Lauschangriff 18/08

Musik Das Streichquartett ist ihr Schicksal. Ein ziemlich pathetischer Satz. Bezogen auf Sonia Simmenauer gibt er allerdings ziemlich genau die ...

Das Streichquartett ist ihr Schicksal. Ein ziemlich pathetischer Satz. Bezogen auf Sonia Simmenauer gibt er allerdings ziemlich genau die Wirklichkeit wieder. Was heißt schon Schicksal? Sonia Simmenauer lebt mit dem Streichquartett. Jeden Tag und wahrscheinlich auch manch schlaflose Nacht. Sie lebt vom Streichquartett (nicht nur materiell), sie liebt das Streichquartett.

Ihr Vater, ein Kinderarzt, fast ein Franzose, aber in Hamburg am Grindel aufgewachsen, dort, wo früher die Hamburger Juden wohnten, spielt Cello. Ein sehr guter, sehr alter Freund von ihm ist Walter Levin. Er spielt Geige und ist zufällig der Primarius des weltberühmten LaSalle Quartett. Das heißt, Sonia Simmenauer hat schon in Kindertagen, als sie aufwuchs in einem Vorort von Paris, den Klang im Ohr gehabt, der entsteht, wenn alte Freunde, einer der besseren bürgerlichen Traditionen folgend, nach Feierabend Streichquartett spielen.

> Zeilen
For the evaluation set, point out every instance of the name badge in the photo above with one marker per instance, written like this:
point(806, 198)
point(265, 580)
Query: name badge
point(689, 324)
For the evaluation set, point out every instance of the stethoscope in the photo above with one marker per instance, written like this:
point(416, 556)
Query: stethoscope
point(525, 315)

> Aufgaben
(A) In welchem Quartett ist Walter Levin laut dem Text über Sonia Simmenauer Primarius?
(B) Formatiere sämtliche Zeilen der Datensätze als nummerierte Liste und lass dabei Leerzeilen weg.

> Lösungen
(A) Im weltberühmten LaSalle Quartett.

(B)
1. For the evaluation set, point out every instance of the name badge in the photo above with one marker per instance, written like this:
2. point(806, 198)
3. point(265, 580)
4. Query: name badge
5. point(689, 324)
6. For the evaluation set, point out every instance of the stethoscope in the photo above with one marker per instance, written like this:
7. point(416, 556)
8. Query: stethoscope
9. point(525, 315)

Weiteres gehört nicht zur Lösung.